**INSTRUCTIONS FOR THE TASK:** Copy the records below word for word, starting with the line that contains "Practice. Place a marker on each instance of the gray canvas" and going on through the line that contains "x=464 y=704".

**MATERIAL TO PROCESS:**
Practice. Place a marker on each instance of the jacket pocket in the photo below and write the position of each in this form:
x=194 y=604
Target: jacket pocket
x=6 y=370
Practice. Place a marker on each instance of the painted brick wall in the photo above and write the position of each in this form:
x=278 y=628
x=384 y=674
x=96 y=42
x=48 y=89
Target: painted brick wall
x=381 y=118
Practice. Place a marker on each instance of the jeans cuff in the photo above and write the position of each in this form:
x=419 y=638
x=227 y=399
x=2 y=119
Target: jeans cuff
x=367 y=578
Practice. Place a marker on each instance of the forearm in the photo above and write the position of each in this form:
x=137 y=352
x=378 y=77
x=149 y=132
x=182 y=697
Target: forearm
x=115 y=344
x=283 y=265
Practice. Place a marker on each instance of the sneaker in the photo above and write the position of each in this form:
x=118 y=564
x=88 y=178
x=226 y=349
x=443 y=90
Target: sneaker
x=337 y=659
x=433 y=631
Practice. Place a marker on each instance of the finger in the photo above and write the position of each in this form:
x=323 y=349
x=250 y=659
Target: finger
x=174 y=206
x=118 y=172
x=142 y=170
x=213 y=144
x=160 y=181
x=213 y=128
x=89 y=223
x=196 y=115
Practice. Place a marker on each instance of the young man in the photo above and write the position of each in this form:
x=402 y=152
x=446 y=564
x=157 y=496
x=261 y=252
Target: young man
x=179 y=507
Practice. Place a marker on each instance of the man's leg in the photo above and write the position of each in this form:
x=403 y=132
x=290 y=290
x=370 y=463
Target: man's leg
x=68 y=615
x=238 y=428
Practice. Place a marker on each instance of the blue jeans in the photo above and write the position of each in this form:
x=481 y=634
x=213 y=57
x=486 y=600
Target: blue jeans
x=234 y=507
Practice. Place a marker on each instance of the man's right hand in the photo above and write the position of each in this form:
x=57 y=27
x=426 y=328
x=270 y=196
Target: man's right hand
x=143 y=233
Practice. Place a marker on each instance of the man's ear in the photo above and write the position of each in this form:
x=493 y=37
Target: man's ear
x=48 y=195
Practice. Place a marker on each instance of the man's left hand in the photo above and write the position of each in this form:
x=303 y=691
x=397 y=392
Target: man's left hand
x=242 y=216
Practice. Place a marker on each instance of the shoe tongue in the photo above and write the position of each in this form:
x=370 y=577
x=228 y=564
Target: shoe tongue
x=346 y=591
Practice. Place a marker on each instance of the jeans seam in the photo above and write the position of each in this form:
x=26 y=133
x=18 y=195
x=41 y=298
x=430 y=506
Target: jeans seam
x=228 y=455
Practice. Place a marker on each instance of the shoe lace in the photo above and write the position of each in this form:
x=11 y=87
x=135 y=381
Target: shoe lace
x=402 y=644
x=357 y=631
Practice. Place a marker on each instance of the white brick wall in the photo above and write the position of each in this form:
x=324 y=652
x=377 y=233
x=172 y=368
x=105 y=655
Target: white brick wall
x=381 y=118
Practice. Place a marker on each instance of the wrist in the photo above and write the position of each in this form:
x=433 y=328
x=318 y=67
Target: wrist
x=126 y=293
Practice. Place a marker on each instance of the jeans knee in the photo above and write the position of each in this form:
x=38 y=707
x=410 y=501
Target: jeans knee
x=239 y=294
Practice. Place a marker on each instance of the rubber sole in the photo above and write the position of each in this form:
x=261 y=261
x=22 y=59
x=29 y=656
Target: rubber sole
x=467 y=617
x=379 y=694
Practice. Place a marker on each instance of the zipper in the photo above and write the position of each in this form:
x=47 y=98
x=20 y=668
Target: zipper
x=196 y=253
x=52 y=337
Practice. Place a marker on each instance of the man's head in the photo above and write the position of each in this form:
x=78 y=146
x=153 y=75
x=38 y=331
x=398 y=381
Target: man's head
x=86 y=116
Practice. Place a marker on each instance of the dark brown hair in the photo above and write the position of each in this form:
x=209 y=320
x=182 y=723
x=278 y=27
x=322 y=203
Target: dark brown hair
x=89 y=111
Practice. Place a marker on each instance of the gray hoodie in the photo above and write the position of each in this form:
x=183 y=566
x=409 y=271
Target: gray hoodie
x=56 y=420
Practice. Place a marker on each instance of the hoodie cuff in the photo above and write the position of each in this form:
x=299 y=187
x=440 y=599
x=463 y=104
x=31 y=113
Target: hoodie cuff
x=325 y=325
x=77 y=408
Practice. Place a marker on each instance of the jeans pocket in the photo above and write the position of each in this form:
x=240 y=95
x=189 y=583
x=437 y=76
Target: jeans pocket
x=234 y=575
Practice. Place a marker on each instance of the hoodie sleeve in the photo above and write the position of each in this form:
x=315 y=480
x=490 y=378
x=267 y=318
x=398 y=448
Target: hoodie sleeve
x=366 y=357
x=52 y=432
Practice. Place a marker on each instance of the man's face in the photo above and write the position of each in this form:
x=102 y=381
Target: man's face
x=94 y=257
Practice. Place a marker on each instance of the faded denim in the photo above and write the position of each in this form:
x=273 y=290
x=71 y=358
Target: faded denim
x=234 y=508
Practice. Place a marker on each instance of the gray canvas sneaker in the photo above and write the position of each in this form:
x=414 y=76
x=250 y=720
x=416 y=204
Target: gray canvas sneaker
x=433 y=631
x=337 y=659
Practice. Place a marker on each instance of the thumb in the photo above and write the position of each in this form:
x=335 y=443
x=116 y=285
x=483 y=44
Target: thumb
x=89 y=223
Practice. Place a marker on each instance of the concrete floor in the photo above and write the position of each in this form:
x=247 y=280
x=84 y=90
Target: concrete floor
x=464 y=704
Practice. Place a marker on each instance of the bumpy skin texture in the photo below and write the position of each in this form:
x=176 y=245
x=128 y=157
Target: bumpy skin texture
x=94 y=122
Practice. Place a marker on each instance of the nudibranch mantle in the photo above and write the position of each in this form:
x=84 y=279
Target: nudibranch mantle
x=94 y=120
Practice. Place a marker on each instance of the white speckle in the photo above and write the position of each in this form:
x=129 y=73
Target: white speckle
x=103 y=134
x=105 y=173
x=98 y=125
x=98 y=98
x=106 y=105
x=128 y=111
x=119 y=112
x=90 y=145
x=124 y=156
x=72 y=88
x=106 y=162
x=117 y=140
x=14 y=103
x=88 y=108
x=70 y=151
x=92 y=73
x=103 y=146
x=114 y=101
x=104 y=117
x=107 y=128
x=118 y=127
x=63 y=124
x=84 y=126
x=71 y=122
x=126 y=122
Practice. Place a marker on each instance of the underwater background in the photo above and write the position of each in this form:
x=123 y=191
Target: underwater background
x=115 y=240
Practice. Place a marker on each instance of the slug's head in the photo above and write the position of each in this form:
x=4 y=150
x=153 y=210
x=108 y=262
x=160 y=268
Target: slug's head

**COMPLETE ANSWER:**
Practice. Place a marker on each instance of the gray canvas sneaker in the photo above and write the position of each in this form:
x=414 y=76
x=250 y=720
x=416 y=204
Target: gray canvas sneaker
x=433 y=631
x=337 y=659
Practice. Place a marker on each instance of the thumb in the photo above and write the position of each in this form:
x=335 y=443
x=116 y=285
x=483 y=44
Target: thumb
x=89 y=223
Practice. Place a marker on each instance of the concrete floor in the photo above and write the position of each in this form:
x=247 y=280
x=84 y=90
Target: concrete floor
x=464 y=704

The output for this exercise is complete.